I haven't measured it, but the boot time is definitely upwards to a minute or so. I am also having slow speeds when backing up and restoring images which I do on a regular basis for the application of this whole setup. Restoring a 40GB backup takes about 10 minutes, instead of 1 minute if the transfer rate was at 5 Gb/s, according to a calculator I used.

I dont have any problems within the OS, so it sounds like the USB 3.0 drivers aren't being loaded during the image and boot process which could explain the slow times.

****************************************

(Problem a)
Reproduce the post above about slow USB 3.0 boot and restore times in full, without changing anything.

(Input rows)
****************************************

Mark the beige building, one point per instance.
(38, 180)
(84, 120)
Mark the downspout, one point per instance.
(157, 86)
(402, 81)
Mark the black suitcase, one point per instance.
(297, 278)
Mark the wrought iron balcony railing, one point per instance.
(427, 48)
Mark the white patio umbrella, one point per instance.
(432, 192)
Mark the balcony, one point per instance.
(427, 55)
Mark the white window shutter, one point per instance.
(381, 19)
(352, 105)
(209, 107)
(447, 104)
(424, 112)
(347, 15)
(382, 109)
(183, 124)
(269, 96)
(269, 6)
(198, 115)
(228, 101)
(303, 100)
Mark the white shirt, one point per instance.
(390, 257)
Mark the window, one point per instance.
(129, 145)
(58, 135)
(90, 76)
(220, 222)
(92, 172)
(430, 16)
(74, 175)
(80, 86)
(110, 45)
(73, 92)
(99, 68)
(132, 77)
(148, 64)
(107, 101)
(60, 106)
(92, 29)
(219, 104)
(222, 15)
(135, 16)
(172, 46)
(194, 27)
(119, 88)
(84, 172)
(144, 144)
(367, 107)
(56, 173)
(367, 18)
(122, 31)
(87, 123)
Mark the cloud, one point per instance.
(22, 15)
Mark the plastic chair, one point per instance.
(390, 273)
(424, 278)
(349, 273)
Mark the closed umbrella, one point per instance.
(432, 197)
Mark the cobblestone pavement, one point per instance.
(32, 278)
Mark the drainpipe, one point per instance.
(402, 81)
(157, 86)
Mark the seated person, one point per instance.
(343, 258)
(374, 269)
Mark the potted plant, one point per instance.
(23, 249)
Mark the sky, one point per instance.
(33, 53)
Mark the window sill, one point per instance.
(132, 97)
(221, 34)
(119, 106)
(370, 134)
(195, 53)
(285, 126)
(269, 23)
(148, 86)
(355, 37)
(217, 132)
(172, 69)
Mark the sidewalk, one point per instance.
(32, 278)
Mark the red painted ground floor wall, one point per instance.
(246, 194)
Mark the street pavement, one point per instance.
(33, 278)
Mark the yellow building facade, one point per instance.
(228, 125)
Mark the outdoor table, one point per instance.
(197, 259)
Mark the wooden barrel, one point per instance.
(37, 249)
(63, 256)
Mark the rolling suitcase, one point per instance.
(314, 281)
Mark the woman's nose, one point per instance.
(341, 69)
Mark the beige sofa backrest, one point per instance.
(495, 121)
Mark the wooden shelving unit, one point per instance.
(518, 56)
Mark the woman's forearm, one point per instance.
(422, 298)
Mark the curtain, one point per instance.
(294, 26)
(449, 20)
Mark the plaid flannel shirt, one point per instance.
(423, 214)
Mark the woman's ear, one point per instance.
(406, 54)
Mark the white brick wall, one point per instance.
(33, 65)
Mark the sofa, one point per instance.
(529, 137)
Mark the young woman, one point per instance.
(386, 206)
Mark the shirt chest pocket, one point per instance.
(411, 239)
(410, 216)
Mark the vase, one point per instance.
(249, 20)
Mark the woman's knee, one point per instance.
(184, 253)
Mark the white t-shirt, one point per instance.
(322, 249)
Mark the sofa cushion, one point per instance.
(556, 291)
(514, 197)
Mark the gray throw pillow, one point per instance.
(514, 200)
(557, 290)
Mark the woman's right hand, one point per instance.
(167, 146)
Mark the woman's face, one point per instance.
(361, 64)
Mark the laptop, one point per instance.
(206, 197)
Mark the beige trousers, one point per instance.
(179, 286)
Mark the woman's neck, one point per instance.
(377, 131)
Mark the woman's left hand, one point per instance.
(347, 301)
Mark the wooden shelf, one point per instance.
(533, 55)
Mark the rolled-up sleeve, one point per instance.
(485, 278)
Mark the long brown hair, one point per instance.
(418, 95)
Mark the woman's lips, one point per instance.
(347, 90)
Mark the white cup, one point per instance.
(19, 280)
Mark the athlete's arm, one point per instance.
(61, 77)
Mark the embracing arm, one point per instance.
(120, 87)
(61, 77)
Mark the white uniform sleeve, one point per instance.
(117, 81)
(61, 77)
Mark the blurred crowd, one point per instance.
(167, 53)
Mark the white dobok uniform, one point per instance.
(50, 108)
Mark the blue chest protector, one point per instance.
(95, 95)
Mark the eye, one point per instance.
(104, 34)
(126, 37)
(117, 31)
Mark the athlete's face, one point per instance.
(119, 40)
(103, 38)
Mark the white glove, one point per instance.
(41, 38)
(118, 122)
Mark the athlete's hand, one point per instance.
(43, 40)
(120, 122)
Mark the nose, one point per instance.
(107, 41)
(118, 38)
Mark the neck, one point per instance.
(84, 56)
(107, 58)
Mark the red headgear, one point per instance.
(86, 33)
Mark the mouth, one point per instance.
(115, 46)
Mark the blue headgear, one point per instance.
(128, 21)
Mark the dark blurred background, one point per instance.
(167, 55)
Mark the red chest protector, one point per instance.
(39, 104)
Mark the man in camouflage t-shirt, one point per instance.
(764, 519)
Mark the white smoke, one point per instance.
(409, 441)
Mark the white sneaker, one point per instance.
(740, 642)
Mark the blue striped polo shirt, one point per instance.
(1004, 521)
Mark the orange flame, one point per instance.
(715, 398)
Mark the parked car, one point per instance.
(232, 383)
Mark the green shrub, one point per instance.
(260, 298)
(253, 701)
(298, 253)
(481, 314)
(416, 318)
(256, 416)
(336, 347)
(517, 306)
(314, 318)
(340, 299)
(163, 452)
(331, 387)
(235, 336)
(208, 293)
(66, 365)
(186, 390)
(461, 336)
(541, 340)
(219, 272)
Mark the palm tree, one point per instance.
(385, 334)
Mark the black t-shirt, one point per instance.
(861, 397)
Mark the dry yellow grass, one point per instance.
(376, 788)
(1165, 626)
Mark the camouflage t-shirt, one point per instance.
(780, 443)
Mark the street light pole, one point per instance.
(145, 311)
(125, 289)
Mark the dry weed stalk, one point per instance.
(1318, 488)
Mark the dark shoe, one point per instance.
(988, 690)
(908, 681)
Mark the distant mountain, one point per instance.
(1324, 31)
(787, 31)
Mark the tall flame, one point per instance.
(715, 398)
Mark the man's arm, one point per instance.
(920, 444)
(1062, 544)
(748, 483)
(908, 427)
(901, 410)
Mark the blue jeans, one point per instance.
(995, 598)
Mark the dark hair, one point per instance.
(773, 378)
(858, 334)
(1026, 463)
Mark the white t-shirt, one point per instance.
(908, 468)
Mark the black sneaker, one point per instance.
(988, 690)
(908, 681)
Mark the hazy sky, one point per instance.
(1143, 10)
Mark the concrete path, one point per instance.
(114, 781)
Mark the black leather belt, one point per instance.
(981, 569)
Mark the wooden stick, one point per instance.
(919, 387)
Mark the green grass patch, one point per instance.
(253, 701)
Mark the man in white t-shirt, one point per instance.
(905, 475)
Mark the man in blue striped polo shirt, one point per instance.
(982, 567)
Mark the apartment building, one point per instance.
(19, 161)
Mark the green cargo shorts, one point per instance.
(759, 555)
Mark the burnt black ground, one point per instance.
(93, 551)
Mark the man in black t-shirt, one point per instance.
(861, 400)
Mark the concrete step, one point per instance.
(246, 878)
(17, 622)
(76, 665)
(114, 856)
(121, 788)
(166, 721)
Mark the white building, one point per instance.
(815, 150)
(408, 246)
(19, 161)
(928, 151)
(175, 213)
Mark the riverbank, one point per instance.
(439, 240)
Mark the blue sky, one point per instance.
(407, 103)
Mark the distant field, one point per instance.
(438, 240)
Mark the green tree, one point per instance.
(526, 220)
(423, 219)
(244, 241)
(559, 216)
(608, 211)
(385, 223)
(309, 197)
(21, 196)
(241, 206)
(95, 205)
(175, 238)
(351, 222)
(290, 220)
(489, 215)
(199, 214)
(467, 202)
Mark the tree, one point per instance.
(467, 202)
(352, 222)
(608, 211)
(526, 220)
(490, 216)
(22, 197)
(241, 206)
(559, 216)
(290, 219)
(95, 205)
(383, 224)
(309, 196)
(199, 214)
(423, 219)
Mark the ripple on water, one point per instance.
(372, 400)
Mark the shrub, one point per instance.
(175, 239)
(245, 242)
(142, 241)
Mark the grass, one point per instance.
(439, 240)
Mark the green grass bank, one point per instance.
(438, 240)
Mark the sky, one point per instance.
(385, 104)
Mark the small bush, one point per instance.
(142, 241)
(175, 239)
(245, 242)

****************************************

(Problem b)
Count the lines in the listing above that contain the word "uniform", and reply with the number alone.

(Final answer a)
I haven't measured it, but the boot time is definitely upwards to a minute or so. I am also having slow speeds when backing up and restoring images which I do on a regular basis for the application of this whole setup. Restoring a 40GB backup takes about 10 minutes, instead of 1 minute if the transfer rate was at 5 Gb/s, according to a calculator I used.

I dont have any problems within the OS, so it sounds like the USB 3.0 drivers aren't being loaded during the image and boot process which could explain the slow times.

(Final answer b)
2